What you will do
Return the data below exactly, please, but drop the pictures.

- - - - - - -

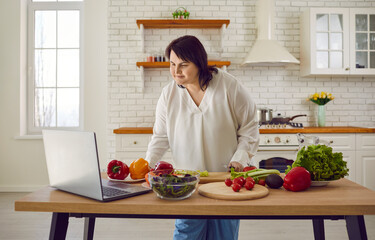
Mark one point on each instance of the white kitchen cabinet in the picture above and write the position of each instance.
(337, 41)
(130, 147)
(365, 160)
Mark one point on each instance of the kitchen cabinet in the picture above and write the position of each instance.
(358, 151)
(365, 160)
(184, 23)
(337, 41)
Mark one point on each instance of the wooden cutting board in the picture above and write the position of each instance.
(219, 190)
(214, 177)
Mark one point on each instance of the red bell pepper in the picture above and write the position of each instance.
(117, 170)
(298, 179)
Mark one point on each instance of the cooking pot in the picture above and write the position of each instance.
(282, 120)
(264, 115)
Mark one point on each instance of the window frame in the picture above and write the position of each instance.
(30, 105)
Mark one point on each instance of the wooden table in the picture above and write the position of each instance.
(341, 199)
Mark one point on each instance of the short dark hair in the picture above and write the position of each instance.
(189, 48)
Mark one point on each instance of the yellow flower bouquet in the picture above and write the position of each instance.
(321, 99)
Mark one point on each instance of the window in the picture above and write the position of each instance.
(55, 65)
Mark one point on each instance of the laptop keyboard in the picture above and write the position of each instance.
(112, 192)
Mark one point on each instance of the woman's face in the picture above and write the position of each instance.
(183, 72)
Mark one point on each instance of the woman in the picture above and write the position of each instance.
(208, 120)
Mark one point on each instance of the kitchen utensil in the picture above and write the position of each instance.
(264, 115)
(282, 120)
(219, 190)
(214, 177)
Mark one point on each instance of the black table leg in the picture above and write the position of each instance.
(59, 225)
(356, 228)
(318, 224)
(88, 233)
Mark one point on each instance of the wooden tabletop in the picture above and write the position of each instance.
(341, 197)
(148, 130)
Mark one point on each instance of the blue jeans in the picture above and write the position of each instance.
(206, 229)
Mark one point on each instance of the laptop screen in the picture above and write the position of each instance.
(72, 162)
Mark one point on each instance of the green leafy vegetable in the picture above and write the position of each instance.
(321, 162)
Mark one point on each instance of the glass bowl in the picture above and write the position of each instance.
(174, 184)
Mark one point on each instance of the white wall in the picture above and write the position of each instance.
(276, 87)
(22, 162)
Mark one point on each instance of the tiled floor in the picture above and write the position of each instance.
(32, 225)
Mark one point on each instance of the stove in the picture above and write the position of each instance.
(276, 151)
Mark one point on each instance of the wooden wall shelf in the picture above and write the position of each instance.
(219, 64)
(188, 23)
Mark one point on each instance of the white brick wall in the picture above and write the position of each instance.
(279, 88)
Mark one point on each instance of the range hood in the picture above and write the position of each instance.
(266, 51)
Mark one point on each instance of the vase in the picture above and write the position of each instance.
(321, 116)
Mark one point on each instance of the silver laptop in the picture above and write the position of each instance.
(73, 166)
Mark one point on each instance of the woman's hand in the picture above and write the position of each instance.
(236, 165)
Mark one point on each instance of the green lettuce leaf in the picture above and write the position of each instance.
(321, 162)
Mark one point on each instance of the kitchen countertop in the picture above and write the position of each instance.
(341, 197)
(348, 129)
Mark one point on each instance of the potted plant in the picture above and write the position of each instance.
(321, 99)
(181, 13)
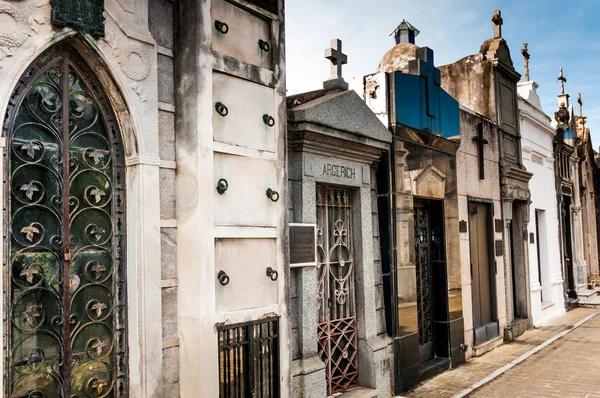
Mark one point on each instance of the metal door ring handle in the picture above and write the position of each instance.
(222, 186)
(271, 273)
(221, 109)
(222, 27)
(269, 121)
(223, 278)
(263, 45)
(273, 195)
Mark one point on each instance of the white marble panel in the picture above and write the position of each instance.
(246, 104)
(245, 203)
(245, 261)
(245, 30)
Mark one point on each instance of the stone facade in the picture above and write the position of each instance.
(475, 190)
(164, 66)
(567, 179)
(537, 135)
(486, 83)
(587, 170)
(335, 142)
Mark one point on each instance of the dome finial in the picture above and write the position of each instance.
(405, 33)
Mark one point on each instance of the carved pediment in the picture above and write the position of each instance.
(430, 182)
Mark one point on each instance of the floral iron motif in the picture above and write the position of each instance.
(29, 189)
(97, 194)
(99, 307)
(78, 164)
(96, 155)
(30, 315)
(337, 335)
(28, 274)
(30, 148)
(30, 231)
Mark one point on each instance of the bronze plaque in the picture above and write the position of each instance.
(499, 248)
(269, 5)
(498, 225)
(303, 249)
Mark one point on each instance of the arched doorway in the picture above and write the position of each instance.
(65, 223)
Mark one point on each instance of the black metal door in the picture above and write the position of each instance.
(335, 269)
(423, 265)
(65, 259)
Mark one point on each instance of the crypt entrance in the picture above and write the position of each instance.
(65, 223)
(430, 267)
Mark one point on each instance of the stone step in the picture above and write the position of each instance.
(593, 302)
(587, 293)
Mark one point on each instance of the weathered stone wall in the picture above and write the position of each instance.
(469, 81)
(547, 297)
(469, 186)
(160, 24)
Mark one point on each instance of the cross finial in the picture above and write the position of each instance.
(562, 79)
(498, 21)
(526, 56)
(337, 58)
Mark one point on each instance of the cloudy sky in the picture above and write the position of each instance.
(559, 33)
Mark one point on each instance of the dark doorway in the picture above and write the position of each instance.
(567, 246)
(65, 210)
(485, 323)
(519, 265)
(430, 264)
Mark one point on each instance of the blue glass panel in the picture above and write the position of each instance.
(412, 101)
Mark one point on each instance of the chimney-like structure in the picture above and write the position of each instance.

- - - - - - -

Exercise result
Mark one point on each instance of the white kitchen cabinet in the picture above and write the position of each instance.
(337, 41)
(130, 147)
(365, 160)
Mark one point on each instance of the kitchen cabinet in the picture above and write the position of each instance.
(358, 151)
(365, 160)
(184, 23)
(337, 41)
Mark one point on each instance of the wooden cutting board in the picture above and write the position of each instance.
(219, 190)
(214, 177)
Mark one point on each instance of the red bell pepper in the picture above and write the position of each instance.
(117, 170)
(298, 179)
Mark one point on each instance of the cooking pot in the picture above and write the position of each instance.
(282, 120)
(264, 115)
Mark one point on each instance of the window frame in the picture above and write the position of each instance.
(30, 105)
Mark one point on each instance of the wooden table in the picture above and write the position of each instance.
(341, 199)
Mark one point on each instance of the short dark hair in the picture above and write the position of each instance.
(189, 48)
Mark one point on each instance of the yellow flower bouquet in the picture above and write the position of each instance.
(321, 99)
Mark one point on each instance of the window in the picture above and write the position of each instance.
(55, 65)
Mark one point on each instance of the laptop keyboard in the picture above and write the position of each instance.
(112, 192)
Mark one point on each instance of the woman's face in the picture above and write the position of each instance.
(183, 72)
Mark one point on each instance of the woman in the picture above and write the position of each instance.
(208, 120)
Mark one point on each instance of the kitchen utensil in the picture above and write the position of each instance.
(264, 115)
(282, 120)
(219, 190)
(214, 177)
Mark one point on each instance of the black table leg in the picture above and write the position of each instance.
(59, 225)
(356, 228)
(318, 224)
(88, 233)
Mark one point on each instance of the wooden tabletop in the picture above and write the position of each instance.
(341, 197)
(148, 130)
Mark one point on each instance of the blue jeans in the picture above and write the position of each instance.
(206, 229)
Mark one point on each instance of the laptop screen in the picture above and write the position of each instance.
(72, 162)
Mark one point on each instance of the green leafy vegetable in the picture above and write the position of each instance.
(321, 162)
Mark one point on each instance of the glass bowl in the picture above and write the position of each instance.
(174, 184)
Mark one point on each instance of the white wall in the picture above and write the position of each instance.
(276, 87)
(22, 162)
Mark one point on each instance of the tiled floor in the picture above and write the position of each instance.
(32, 225)
Mark one point on each instance of the stove in the picture above and write the position of each instance.
(276, 151)
Mark one point on each instance of the wooden wall shelf in the picture above and write the position of each instance.
(219, 64)
(188, 23)
Mark one point on each instance of the white brick wall in the picture above and write the position of each instance.
(279, 88)
Mark one point on each instance of the range hood in the picture above and write the position of each instance.
(266, 51)
Mark one point on each instance of the vase in the picture above and write the position of each instance.
(321, 116)
Mark one point on each instance of the silver laptop in the picture above and write the position of each instance.
(73, 166)
Mark one point on each instance of the woman's hand in the picture above and write the position of each instance.
(236, 165)
Mark one point on each instance of the green lettuce leaf in the picture above and write the position of each instance.
(321, 162)
Mark one point on each instance of the kitchen countertop in the picture above and write the position of each instance.
(341, 197)
(348, 129)
Mark one point on each instance of the potted plant in the picture above and write the position of each instance.
(321, 99)
(181, 13)
Mark one point on each instance of the metal door ring handle in the picture above and write the position of each instance.
(222, 186)
(271, 273)
(221, 109)
(222, 27)
(269, 121)
(223, 278)
(263, 45)
(273, 195)
Mark one point on each instance of the white marble panel in the picture above and write the position of each instance.
(246, 104)
(245, 203)
(245, 261)
(245, 30)
Mark one point on each instance of the stone facade in the picture above and write the position of each instance.
(475, 190)
(164, 66)
(567, 179)
(537, 135)
(486, 83)
(587, 170)
(335, 142)
Mark one point on each instance of the dome finial in the picture above and write the position of each instance.
(405, 33)
Mark one point on each instance of the carved pediment in the picture above and write the position of each instance.
(430, 182)
Mark one point on each instance of the floral iron motif in the picture above and write the position of each instance.
(29, 189)
(97, 194)
(99, 307)
(78, 164)
(96, 155)
(30, 315)
(337, 335)
(28, 274)
(30, 148)
(30, 231)
Mark one point on each instance of the bronze plaque in the picture above and write the position of each instance.
(499, 248)
(269, 5)
(498, 225)
(303, 249)
Mark one point on each instance of the arched doorway in the picture above and write the position of each instance.
(65, 223)
Mark one point on each instance of the black metal door in the picture above and write the position of each instance.
(335, 269)
(423, 265)
(65, 259)
Mark one point on each instance of the crypt entrance in the picture above and write the position of each instance.
(65, 223)
(430, 267)
Mark one point on each instance of the stone step in the picture above and write the position of each instance.
(593, 302)
(587, 293)
Mark one point on each instance of the weathered stone wall in the picture above and write the position of each instance.
(469, 81)
(547, 297)
(469, 186)
(160, 24)
Mark one point on each instance of the cross finial in the picture above and write the position of each instance.
(562, 79)
(498, 21)
(526, 56)
(337, 58)
Mark one point on each instance of the cloudy sky in the picture above and write the position of each instance.
(559, 33)
Mark one point on each instance of the dark doorway in the picture above and write the position of each instance.
(567, 246)
(65, 210)
(485, 323)
(519, 265)
(430, 264)
Mark one point on each instance of the blue glass panel in the picture above and write the position of each instance.
(412, 101)
Mark one point on each instance of the chimney-like structure in the picture above and write the position of each instance.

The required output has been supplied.